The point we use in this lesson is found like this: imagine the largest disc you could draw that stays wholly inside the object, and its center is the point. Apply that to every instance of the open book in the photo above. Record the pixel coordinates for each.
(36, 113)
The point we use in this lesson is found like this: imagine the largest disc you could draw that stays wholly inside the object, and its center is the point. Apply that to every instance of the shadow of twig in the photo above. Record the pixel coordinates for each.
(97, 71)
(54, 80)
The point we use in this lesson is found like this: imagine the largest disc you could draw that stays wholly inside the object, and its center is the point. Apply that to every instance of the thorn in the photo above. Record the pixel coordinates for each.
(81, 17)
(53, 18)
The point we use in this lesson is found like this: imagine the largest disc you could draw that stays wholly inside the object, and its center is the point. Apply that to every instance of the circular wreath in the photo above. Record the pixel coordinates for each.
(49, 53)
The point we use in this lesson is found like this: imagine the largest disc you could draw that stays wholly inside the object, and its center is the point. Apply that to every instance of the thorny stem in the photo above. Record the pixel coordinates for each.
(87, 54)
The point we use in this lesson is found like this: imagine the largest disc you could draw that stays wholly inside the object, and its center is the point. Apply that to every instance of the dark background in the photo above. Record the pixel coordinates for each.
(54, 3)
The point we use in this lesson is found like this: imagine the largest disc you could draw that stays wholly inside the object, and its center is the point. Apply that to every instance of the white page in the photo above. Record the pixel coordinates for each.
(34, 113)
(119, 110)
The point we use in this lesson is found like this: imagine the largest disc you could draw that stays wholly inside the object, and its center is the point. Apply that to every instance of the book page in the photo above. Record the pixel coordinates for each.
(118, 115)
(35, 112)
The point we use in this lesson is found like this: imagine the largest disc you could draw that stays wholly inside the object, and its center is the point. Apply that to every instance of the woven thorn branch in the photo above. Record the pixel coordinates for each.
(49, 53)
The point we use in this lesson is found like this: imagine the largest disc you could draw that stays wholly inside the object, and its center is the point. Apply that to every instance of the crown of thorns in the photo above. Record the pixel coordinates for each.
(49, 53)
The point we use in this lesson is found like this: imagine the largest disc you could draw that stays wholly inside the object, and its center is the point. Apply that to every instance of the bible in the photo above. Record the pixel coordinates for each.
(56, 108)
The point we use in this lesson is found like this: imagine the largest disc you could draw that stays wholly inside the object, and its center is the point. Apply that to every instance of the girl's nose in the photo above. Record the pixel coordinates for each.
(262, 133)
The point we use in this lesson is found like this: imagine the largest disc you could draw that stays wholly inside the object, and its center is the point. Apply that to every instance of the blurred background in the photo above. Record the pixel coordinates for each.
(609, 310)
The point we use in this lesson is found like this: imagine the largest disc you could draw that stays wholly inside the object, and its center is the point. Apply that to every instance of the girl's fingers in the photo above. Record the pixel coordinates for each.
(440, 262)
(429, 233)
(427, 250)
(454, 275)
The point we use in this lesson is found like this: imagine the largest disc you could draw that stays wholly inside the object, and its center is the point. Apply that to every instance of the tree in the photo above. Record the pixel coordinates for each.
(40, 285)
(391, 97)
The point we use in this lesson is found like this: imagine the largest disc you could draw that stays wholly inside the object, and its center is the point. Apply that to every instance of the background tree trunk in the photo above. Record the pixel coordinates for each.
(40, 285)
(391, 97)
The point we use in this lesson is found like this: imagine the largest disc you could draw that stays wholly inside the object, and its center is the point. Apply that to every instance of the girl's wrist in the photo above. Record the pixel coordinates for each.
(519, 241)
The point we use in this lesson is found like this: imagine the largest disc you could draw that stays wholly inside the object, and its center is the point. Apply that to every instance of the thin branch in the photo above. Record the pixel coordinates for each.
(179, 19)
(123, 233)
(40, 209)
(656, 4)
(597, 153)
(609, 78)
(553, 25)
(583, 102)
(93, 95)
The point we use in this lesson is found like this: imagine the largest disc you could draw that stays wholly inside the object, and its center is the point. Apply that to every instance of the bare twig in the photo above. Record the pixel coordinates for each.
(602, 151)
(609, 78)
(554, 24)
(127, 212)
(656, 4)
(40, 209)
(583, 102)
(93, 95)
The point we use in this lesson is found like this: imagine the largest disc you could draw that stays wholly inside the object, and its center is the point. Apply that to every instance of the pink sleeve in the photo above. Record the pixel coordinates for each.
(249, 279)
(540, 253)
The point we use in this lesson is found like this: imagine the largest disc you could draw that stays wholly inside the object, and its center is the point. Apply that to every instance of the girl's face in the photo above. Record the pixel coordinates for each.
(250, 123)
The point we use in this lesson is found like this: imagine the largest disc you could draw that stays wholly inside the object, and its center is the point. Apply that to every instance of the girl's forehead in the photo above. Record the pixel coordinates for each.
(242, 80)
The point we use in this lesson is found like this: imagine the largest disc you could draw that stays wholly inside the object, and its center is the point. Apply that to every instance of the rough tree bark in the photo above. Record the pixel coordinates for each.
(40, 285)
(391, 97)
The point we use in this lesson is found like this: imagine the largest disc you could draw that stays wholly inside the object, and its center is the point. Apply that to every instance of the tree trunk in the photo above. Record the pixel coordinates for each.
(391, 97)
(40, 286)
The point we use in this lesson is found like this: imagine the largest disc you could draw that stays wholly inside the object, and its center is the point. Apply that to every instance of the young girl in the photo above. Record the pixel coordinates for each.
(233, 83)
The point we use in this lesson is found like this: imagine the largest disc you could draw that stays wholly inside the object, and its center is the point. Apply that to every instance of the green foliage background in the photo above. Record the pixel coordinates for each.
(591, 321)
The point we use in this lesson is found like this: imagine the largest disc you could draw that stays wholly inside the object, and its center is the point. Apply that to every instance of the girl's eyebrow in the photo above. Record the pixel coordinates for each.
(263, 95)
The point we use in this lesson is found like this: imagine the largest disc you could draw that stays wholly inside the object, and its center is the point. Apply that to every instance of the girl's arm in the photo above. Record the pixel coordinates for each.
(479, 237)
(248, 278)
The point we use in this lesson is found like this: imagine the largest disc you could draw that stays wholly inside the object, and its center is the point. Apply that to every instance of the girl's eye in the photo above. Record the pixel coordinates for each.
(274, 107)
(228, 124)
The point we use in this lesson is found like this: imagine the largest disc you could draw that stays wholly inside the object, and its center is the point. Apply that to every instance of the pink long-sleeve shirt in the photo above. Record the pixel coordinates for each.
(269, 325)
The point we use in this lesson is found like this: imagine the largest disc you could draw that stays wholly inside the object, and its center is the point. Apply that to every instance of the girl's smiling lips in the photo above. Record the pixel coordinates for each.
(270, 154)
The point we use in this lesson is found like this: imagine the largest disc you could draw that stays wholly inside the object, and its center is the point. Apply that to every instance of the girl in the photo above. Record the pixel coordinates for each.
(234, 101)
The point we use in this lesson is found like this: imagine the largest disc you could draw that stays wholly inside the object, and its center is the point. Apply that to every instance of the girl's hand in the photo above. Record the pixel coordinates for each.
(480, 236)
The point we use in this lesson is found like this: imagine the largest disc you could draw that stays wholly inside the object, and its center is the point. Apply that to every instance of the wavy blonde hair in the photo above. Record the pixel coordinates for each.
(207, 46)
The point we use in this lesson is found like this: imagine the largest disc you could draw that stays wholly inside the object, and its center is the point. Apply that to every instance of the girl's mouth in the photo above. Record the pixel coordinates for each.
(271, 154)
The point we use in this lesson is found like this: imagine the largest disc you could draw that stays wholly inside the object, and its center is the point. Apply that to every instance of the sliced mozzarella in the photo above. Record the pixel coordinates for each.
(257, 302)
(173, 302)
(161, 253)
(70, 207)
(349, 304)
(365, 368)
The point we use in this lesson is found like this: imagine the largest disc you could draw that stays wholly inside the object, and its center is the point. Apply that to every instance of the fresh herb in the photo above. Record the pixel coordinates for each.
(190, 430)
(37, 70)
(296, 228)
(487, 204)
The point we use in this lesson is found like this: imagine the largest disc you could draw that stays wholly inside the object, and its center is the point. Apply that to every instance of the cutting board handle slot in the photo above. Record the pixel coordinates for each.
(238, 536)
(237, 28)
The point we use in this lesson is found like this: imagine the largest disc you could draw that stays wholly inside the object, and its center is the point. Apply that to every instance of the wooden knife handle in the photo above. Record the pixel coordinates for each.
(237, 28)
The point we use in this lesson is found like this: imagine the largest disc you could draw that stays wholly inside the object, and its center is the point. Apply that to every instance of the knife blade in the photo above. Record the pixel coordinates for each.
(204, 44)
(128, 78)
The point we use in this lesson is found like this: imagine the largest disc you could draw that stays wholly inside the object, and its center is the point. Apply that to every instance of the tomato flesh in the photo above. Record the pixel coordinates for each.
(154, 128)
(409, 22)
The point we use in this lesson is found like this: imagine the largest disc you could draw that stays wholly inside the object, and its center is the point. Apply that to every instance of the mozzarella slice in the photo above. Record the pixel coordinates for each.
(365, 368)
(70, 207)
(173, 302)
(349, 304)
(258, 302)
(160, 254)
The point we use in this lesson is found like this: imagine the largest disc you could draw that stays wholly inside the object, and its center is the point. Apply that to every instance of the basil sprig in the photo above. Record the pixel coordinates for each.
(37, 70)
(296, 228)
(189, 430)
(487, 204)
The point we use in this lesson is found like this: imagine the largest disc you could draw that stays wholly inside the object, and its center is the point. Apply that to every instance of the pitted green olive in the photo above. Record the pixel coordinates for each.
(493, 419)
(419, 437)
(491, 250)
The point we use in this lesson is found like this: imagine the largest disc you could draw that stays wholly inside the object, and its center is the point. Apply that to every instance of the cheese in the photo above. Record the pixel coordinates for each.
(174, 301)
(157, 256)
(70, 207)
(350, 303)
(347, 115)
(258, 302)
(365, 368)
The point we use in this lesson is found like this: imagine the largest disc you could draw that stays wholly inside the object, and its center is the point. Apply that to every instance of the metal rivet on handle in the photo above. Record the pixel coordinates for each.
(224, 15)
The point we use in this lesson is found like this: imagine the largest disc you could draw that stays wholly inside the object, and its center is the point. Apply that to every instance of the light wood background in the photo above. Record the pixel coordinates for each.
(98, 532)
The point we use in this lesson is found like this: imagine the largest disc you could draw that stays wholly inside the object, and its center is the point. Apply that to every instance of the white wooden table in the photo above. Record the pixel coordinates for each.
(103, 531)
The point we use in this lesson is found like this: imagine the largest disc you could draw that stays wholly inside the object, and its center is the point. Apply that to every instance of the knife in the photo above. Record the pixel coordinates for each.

## [WORK TO DO]
Write out the records verbatim, starting at the line containing "of the cheese" and continuing to the end of the records, including both of those lines.

## [ANSWER]
The point we use in this lesson is found like this: imagine the largest disc you could draw that stays wholly inside the object, and its center is the point. Apply that to every instance of the cheese in the photo above. Record the pixel coordinates for each.
(174, 301)
(157, 256)
(70, 207)
(350, 303)
(347, 115)
(258, 302)
(365, 368)
The point we use in this lesson is found like this: imagine the largest disc you could draw that stays wholly inside the object, and its center is the point. Apply that to every instance of the metal rivet on handle in the photo above. Record the pixel coordinates for each.
(224, 15)
The point we use in this lesson is found like this: imagine the largest disc you could draw that stays wholly inside the object, and its center is the point. Apply that to every instance of the light wood background in the photo above. Record the pixel coordinates for each.
(98, 532)
The point we use in this lesson is found like this: imagine the largest disc you could draw that stays wholly inside the object, and its center is the point. Apply that to every instance of the white wooden table in the photo above. Record the pixel coordinates for each.
(103, 531)
The point we use in this lesson is found like this: imagine the largest disc you could draw that stays wholly inside the object, and its center is the point. Apply that to every instance of the knife in the photo above. Record the pixel coordinates for each.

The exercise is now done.